**Excerpt to read**
---
Sturgis’ claim to fame is the annual motorcycle rally, which draws 500,000 people to the town of 6,600 every summer. The rally traces its existence to Clarence and Pearl Hoel, who ran an ice businesses until electrical refrigeration put a dent in their livelihood in 1936.
That’s when Clarence decided to open a shop in their garage, specializing in Indian motorcycles. To enhance the new business, Clarence organized a riding club similar to a larger club in Rapid City supported by the Harley Davidson dealer. One Sunday the club was picnicking in the Black Hills when an automobile tourist said they looked like a bunch of gypsies, and the Jack Pine Gypsies was born.
They decided to host a rally in 1937 to introduce motorcyclists to the Black Hills. The 76th such rally takes place during the first full week of August, and includes concerts, races and rides through the Hills.
Hotels and campgrounds are often booked months in advance. Some Sturgis residents rent out their homes. But visitors also have the opportunity to stay in the home of Poker Alice, a legendary figure of Black Hills history. Originally from England, Alice landed in the Black Hills and took an interest in gambling. She played professionally and worked as a dealer. Her house in Sturgis was built in 1895 and once featured a poker room, gambling and dance halls and a brothel in addition to Poker Alice’s living quarters.
---
**Recorded information**
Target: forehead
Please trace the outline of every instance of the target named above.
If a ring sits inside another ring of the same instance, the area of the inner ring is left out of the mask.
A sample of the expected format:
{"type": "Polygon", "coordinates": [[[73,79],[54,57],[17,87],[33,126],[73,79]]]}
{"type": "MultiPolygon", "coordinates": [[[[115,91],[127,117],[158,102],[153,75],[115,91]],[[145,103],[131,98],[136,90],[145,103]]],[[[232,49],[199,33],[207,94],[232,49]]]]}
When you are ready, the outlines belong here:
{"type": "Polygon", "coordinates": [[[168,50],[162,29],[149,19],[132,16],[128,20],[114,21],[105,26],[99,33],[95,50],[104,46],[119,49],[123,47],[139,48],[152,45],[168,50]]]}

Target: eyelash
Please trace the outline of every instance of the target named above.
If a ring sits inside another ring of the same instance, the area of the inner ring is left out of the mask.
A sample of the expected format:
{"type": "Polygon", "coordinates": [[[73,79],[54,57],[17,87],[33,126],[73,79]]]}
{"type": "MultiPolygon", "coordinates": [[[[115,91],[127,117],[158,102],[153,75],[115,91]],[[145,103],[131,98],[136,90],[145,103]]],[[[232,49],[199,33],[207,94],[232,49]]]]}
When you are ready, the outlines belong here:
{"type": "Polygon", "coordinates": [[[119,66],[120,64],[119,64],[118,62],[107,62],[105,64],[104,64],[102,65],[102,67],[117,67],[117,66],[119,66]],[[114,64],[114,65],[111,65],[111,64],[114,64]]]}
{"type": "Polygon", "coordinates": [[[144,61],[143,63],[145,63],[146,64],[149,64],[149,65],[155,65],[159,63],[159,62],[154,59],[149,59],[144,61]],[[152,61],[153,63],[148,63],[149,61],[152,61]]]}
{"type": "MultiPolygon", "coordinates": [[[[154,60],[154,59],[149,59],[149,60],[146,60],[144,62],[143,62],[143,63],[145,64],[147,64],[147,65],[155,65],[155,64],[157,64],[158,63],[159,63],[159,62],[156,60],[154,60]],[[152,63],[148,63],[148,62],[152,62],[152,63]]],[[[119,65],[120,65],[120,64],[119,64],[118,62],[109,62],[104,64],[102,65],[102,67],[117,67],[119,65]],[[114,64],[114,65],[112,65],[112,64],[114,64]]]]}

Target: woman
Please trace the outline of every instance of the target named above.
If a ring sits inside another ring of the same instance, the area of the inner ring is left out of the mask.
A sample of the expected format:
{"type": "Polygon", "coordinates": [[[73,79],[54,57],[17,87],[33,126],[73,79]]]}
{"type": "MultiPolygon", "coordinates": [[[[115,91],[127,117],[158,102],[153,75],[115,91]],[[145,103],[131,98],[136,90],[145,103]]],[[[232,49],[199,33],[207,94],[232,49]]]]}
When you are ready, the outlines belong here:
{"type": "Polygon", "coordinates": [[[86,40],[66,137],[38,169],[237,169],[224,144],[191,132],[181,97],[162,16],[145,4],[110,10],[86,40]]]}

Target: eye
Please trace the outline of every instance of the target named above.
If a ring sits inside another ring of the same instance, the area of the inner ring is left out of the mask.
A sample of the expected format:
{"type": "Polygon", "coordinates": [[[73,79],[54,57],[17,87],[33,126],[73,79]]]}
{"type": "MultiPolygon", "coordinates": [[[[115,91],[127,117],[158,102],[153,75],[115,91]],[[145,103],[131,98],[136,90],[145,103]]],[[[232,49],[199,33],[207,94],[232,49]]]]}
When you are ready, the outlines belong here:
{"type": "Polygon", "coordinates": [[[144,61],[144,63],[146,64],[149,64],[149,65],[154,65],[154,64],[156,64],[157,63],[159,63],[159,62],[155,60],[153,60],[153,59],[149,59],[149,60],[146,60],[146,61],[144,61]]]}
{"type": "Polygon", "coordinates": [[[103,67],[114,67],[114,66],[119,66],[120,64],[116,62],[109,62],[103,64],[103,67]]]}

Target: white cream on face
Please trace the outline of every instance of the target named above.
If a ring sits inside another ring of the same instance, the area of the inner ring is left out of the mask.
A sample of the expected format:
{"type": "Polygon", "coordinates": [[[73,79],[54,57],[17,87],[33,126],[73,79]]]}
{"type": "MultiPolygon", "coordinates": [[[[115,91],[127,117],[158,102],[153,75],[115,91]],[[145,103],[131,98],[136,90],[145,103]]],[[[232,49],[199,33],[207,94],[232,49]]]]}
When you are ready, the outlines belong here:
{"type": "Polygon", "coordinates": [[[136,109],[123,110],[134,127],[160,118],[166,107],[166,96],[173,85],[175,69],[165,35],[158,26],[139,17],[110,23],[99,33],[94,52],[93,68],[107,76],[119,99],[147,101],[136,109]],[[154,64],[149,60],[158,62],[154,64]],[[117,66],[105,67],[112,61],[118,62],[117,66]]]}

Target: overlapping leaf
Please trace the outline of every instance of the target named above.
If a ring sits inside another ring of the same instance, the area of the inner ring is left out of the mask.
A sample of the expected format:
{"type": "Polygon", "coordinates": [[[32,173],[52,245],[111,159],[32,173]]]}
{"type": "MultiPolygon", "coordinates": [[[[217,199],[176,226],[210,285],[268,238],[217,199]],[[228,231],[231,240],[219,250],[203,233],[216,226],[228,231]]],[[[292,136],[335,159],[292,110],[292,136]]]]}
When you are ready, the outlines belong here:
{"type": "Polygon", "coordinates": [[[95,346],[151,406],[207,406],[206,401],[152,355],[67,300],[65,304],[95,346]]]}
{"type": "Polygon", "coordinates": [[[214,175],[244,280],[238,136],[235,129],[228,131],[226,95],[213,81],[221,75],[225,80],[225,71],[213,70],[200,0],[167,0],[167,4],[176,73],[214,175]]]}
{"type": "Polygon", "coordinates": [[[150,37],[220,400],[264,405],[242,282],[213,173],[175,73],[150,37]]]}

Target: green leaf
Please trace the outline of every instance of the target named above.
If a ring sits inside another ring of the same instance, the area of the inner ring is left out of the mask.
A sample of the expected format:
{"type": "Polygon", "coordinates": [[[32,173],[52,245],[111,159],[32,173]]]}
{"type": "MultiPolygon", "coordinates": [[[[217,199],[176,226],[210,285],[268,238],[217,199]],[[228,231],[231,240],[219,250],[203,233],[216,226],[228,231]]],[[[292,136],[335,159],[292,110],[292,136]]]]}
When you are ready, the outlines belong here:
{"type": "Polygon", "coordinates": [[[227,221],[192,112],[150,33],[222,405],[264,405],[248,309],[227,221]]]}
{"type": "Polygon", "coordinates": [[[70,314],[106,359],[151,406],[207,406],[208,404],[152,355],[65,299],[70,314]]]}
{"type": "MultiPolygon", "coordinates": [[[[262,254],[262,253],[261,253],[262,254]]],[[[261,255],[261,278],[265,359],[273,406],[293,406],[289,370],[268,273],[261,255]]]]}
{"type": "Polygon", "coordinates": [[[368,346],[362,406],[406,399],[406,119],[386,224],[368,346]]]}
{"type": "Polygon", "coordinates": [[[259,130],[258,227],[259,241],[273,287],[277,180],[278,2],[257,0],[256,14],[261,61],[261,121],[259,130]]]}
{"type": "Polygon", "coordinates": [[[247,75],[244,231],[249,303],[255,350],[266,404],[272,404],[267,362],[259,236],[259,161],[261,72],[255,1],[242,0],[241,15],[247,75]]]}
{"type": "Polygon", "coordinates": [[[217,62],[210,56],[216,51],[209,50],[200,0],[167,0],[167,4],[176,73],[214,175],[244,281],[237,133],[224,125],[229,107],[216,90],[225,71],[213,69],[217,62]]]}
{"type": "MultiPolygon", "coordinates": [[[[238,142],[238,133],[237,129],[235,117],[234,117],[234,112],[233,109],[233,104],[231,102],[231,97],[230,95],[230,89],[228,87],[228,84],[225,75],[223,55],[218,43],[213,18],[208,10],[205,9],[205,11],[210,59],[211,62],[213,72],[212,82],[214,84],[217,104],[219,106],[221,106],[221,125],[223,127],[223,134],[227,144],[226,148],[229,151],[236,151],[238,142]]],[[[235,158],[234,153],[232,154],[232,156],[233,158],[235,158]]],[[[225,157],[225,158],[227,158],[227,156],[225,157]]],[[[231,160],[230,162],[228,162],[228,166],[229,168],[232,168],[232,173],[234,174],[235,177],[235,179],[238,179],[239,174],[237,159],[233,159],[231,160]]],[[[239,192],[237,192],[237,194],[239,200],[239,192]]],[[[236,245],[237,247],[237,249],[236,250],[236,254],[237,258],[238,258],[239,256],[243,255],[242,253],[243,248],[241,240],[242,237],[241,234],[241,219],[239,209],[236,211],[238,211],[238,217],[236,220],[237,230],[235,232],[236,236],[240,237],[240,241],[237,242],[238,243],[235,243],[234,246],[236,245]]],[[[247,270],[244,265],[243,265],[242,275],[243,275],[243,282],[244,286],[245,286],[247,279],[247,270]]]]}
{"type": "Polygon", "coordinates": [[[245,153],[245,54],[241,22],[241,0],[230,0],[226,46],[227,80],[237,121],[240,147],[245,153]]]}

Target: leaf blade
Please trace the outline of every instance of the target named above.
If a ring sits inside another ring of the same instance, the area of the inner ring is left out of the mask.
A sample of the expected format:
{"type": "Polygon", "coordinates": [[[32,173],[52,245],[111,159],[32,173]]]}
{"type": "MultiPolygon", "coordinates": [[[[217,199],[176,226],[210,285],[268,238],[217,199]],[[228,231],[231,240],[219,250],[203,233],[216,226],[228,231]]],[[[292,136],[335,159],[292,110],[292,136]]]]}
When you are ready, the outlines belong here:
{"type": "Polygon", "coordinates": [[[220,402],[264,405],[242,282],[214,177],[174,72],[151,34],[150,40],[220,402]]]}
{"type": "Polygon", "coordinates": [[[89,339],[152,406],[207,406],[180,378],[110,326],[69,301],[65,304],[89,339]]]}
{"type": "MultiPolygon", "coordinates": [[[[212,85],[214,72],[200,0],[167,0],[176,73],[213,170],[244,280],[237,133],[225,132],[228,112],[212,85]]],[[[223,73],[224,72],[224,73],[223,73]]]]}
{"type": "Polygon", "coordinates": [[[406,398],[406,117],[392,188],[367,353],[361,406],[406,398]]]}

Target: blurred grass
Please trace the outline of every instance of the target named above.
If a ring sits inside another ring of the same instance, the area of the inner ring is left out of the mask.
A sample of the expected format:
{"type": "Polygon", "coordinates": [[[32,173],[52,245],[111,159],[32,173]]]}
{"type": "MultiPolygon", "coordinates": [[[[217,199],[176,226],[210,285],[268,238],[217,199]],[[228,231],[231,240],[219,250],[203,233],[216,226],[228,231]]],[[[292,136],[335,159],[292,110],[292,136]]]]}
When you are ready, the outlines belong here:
---
**Exercise description**
Can you turn the paragraph in the Sturgis rally text that begins "Hotels and campgrounds are often booked" into a short list that keeps its main facts?

**Reply to the exercise**
- Hotels and campgrounds are often booked months in advance.
- Some Sturgis residents rent out their homes.
- Visitors can also stay in the home of Poker Alice, a legendary figure of Black Hills history.
- Originally from England, Alice came to the Black Hills, took up gambling, played professionally and worked as a dealer.
- Her Sturgis house, built in 1895, once had a poker room, gambling and dance halls, a brothel and her living quarters.